---------- Texto del ejercicio ----------

EL MUNDO › OPINION

Una profundización del retroceso

Por Rubén Dri *

Con Juan Pablo II se produjo en la Iglesia un profundo y largo retroceso respecto de las perspectivas que había abierto el Concilio Vaticano II. Con Benedicto XVI se redobla el retroceso. Podemos hablar de un retroceso al cuadrado. Para imaginar lo que será el gobierno de Ratzinger debemos fijarnos en su práctica durante todo el pontificado de Juan Pablo II y en su teología.
Su práctica se muestra con absoluta claridad en su comportamiento al frente de la Congregación para la Doctrina de la Fe. Esta denominación esconde la realidad de dicha congregación, pues no es otra cosa que la “Santa Inquisición”. Es cierto que Ratzinger no mandó a nadie a la hoguera, que no hizo torturar físicamente a ningún teólogo. Pero sí lo hizo psicológicamente, moralmente.
La muestra más palpable la podemos ver en la Instrucción sobre la vocación eclesial del teólogo que, como prefecto de la Congregación para la Fe, publicó el 24 de mayo de 1990. Allí deja ver claramente la teología fundamentalista con la que condenó a la Teología de la Liberación y a cuanto teólogo, ya fuese de dicha teología o de otras teologías del centro europeo que juzgase herética.
Con claridad dice el documento que Dios dio a la Iglesia “una participación en su propia infalibilidad”, por lo cual el magisterio de la Iglesia “es el solo y auténtico intérprete de la palabra de Dios escrita o transmitida”. De manera que Dios no habla en la historia. Ya habló de una vez para siempre. Estableció las verdades que hay que aceptar sí o sí. El magisterio es el encargado de interpretarlas.

---------- Entradas extraídas ----------

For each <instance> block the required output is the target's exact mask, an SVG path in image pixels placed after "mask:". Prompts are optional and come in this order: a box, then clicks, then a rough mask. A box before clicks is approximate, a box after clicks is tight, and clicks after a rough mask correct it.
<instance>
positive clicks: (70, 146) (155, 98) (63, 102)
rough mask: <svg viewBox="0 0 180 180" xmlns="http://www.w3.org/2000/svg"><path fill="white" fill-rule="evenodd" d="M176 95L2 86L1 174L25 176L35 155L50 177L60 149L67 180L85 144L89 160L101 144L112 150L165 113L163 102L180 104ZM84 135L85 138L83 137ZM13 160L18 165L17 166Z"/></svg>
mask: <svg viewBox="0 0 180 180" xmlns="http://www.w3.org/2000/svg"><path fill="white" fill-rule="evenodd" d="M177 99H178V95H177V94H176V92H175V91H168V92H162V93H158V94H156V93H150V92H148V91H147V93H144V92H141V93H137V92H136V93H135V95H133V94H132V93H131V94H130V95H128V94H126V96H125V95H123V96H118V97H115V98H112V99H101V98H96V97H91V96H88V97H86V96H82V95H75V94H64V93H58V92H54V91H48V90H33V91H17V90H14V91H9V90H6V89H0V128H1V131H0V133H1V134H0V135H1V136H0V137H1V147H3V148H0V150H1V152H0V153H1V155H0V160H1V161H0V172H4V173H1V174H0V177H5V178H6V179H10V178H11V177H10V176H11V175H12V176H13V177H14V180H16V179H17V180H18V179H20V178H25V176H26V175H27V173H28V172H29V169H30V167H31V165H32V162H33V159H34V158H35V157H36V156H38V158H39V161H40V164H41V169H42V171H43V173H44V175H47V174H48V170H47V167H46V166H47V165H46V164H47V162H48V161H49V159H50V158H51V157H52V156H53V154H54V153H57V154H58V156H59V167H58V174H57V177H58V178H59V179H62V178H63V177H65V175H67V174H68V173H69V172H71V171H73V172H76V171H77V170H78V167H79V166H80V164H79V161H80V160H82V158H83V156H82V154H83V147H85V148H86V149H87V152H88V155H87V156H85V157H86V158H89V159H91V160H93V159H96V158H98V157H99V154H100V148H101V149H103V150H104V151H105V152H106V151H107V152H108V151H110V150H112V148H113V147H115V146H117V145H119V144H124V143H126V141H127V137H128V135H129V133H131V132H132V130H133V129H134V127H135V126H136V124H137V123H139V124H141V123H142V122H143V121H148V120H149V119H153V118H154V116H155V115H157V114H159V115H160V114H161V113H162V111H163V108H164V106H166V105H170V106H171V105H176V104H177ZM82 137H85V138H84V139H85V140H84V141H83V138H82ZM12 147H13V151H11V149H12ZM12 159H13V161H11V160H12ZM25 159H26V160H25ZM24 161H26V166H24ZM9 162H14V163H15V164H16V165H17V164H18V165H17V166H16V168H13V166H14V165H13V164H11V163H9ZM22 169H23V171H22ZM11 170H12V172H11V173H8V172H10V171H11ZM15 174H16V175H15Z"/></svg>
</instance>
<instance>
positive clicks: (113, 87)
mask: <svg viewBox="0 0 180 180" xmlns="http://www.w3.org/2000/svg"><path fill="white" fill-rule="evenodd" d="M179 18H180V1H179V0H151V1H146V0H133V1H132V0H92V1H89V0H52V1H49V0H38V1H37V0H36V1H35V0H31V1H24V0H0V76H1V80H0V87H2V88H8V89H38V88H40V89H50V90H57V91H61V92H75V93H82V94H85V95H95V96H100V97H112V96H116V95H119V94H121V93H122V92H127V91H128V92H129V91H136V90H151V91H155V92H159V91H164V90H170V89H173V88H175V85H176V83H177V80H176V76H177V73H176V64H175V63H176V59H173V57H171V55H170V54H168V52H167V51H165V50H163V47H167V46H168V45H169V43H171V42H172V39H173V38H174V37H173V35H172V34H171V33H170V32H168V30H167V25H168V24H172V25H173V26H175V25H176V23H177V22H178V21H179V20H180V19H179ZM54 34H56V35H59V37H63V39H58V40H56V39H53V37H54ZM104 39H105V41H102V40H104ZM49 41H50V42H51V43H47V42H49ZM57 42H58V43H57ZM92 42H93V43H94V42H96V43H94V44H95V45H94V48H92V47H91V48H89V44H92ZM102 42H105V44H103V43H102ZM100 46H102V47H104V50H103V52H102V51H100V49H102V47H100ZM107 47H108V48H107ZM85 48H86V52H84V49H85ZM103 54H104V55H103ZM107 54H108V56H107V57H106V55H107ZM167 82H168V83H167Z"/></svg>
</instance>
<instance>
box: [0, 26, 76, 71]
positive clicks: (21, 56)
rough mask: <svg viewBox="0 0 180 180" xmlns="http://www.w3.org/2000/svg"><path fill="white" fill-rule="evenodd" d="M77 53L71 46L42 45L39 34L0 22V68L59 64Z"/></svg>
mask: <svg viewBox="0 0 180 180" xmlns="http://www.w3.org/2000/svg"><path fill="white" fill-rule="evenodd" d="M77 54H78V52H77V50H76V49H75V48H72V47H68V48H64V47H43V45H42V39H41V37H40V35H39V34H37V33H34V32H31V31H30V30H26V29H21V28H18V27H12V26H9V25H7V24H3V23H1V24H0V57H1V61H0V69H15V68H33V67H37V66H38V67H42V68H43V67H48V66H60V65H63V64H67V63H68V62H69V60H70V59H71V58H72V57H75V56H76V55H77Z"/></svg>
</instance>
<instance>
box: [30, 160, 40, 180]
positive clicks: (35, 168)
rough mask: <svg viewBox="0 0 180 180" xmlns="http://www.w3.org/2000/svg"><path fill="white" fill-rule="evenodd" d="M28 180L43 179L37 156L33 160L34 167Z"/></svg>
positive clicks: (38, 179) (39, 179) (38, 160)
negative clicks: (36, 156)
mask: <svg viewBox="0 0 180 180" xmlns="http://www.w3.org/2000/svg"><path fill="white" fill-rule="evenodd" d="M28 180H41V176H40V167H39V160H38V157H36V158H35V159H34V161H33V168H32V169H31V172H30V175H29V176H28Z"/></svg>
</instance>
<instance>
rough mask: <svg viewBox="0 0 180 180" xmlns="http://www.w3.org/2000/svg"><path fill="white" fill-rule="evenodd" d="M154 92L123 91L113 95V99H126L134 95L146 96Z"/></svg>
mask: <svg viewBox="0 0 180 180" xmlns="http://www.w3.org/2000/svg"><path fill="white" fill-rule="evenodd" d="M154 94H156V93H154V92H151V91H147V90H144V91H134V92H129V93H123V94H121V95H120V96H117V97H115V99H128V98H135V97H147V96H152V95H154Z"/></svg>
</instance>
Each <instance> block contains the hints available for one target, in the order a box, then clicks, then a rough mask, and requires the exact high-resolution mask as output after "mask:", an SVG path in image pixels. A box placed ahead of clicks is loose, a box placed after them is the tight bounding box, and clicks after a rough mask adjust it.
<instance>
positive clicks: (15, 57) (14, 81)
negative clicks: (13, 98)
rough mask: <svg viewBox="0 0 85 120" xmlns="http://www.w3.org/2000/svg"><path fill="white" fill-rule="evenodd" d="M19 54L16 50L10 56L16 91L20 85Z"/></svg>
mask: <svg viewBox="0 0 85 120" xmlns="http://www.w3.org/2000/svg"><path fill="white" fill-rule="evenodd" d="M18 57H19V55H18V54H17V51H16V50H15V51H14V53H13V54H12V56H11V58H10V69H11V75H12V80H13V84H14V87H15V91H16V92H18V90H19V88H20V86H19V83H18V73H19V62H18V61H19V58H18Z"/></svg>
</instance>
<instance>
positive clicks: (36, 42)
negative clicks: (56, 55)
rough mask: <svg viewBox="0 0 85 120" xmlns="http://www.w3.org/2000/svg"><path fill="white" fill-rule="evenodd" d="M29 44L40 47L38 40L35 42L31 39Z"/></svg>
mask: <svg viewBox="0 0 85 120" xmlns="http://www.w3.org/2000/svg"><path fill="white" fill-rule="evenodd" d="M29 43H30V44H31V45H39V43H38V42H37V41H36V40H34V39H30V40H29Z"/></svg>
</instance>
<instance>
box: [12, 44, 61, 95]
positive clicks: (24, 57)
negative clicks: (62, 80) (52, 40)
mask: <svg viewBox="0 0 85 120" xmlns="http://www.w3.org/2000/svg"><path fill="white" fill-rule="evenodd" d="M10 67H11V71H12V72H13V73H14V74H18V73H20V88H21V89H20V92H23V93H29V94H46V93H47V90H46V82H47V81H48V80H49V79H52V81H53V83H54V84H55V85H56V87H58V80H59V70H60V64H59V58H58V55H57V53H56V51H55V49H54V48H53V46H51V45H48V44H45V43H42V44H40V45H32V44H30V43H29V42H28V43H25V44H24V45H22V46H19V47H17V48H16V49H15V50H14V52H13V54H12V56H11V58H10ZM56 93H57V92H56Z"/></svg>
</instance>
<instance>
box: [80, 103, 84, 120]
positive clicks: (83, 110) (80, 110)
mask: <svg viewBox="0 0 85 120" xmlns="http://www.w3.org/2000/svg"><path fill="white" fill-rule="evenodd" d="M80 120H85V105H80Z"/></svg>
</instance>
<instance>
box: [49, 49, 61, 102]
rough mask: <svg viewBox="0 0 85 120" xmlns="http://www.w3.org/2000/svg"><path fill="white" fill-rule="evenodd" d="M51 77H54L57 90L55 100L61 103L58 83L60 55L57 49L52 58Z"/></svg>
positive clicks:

----------

Consigna 1 = Resume en forma de lista el párrafo del artículo sobre Ratzinger que comienza con "Su práctica se muestra", conservando sus datos principales.
Consigna 2 = Según el artículo sobre Ratzinger, ¿en qué fecha publicó la Instrucción sobre la vocación eclesial del teólogo?
Consigna 3 = Reproduce textualmente el pasaje del artículo sobre Ratzinger que empieza en las palabras "La muestra más" y termina después de "encargado de interpretarlas.".
El listado es un material aparte, independiente del artículo sobre Ratzinger.

Solución redactada 1 =
- La práctica de Ratzinger se ve en su conducta al frente de la Congregación para la Doctrina de la Fe.
- Ese nombre oculta que la congregación es en realidad la "Santa Inquisición".
- Ratzinger no mandó a nadie a la hoguera ni hizo torturar físicamente a ningún teólogo.
- Sí los torturó psicológica y moralmente.

Solución redactada 2 = El 24 de mayo de 1990.

Solución redactada 3 =
La muestra más palpable la podemos ver en la Instrucción sobre la vocación eclesial del teólogo que, como prefecto de la Congregación para la Fe, publicó el 24 de mayo de 1990. Allí deja ver claramente la teología fundamentalista con la que condenó a la Teología de la Liberación y a cuanto teólogo, ya fuese de dicha teología o de otras teologías del centro europeo que juzgase herética.
Con claridad dice el documento que Dios dio a la Iglesia “una participación en su propia infalibilidad”, por lo cual el magisterio de la Iglesia “es el solo y auténtico intérprete de la palabra de Dios escrita o transmitida”. De manera que Dios no habla en la historia. Ya habló de una vez para siempre. Estableció las verdades que hay que aceptar sí o sí. El magisterio es el encargado de interpretarlas.